TEXT TO READ =
##########

The current study builds on prior research by comparing three devices, examining how consistent their readings are across repeated measures at four locations (forehead, cheek, inner arm, outer arm) and varying technical settings (size of aperture for light transmission; simulated lighting conditions). In prior work (Gordon et al. 2022) we compared two devices at a single location with a single device setting. The new results offer comparison with a more sophisticated and expensive instrument certified to perform at industry standards for reliability and validity (Konica Minolta 2007). The new results also inform survey methodologists about where on the body to take readings with what device settings. Results are also translated into practical guidance, including lessons learned for creating measurement protocols and training staff.
Skin color rating scales build on a long tradition asking people to select from images (e.g., colored porcelain tiles) or words (e.g., lightest, lighter, darker, darkest). Scales developed based on color science emerged only recently, however. The widely used Massey-Martin scale (Massey and Martin 2003) was developed in the early 2000s for interviewers to rate participants’ skin shade (lightness-darkness) and has been used in many large surveys (see Figure 1). The L’Oreal scale was developed for the cosmetics industry using color science (De Rigal et al. 2007) and has since been used in surveys (e.g., Campbell et al. 2020; Garcia and Abascal 2016; Khan et al. 2023).
The current study builds on prior research by offering evidence regarding how reliably interviewers and participants can choose from the more numerous L’Oreal versus fewer Massey-Martin options. In prior work (Gordon et al. 2022) we compared the Massey-Martin with another scale, the PERLA. The new results are important because the Massey-Martin and the PERLA offer ten or eleven choices arrayed along a single dimension primarily reflecting lightness-to-darkness. In contrast, the L’Oreal offers sixty-six choices arrayed along eleven levels of lightness-to-darkness each within six levels of redness-to-yellowness. Consideration of the L’Oreal choices for skin undertone (redness, yellowness) is important given skin undertone has been less studied than skin darkness. Adding to a recent study examining undertone in photographs (Branigan et al. 2023)[1], we compared in-person human ratings of undertone to handheld device readings of redness and yellowness. The current study also extends prior results by using a specialized room with equalized conditions such as lighting.

##########

DIRECTIVE A = How many lines of the records contain the string "leaf"? Reply with the number alone.
The passage above and the records that follow come from separate sources.

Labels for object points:

##########

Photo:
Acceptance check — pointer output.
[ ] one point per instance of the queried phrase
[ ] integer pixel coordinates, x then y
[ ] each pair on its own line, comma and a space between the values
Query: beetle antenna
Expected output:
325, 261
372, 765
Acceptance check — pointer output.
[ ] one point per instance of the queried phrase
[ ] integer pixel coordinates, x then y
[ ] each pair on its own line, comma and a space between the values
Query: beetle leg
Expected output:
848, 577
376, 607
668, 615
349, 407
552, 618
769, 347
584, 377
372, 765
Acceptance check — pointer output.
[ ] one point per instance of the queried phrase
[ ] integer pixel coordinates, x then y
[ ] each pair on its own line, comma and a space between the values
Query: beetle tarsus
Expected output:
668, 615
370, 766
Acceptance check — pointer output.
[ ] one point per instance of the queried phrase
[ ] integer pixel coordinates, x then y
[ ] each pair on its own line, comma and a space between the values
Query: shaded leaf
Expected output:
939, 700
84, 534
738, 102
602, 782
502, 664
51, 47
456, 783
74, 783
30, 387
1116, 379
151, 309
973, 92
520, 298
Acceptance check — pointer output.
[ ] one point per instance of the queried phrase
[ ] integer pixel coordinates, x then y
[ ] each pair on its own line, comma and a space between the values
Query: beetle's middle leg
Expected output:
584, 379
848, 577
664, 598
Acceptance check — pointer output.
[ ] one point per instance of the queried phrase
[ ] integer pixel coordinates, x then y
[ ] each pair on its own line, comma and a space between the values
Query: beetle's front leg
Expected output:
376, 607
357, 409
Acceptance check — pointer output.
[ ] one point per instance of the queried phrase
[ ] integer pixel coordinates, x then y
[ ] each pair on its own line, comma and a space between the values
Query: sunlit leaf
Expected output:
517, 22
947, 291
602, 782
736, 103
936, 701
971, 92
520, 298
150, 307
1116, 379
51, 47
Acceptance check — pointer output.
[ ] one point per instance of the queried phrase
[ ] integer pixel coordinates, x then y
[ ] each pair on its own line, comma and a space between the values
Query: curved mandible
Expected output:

##########

DIRECTIVE B = Continue the passage on skin color measurement, starting right after its last sentence.

TASK ANSWER A = 2

TASK ANSWER B =
Method
Sample. Undergraduate students (n = 102) were recruited through flyers, emails, and class visits by pairs of undergraduate research assistants. Consistent with the university’s designation as an Asian American Native American Pacific Islander and Hispanic Serving Institution, the majority of study participants identified as Asian (54%) and about one-fifth each identified as Latinx (23%) and White (18%); 3% each identified as Black and Other race-ethnicities (see Table 1). Over two-thirds of participants identified as Cisgender Woman (71%), over one-quarter as Cisgender Man (27%); two participants identified as Transgender Man and Nonbinary. Most participants were ages 18 to 21 (12% to 30% each single age). Study team members also represented multiple genders and race-ethnicities, including Black, White, Latino, and Asian.
Procedures. A dedicated room equalized background and lighting conditions for each participant’s ratings. In consultation with a color measurement expert, we selected an interior room (to reduce temperature fluctuation), determined the appropriate number (four) and placement of luminaire lighting fixtures for the room size and shape, and selected grey paint color, furniture, and covering for participants’ clothing. The luminaires simulated outdoors mid-day light during data collection. Participants sat in a chair at a desk across from two interviewers.
Handheld devices are based on color science which aims to understand and replicate how humans see color. One widely used color space separates three dimensions of darkness-lightness (L*), greenness-redness, (a*), and blueness-yellowness (b*). The devices operate by emitting light out of a small opening, placed flush against the area of measurement, and recording the light reflected by the object. Spectrophotometers capture the full light spectrum whereas colorimeters focus on certain wavelengths. The instruments are used in a range of applications from house painting to constructing craniofacial prosthetics.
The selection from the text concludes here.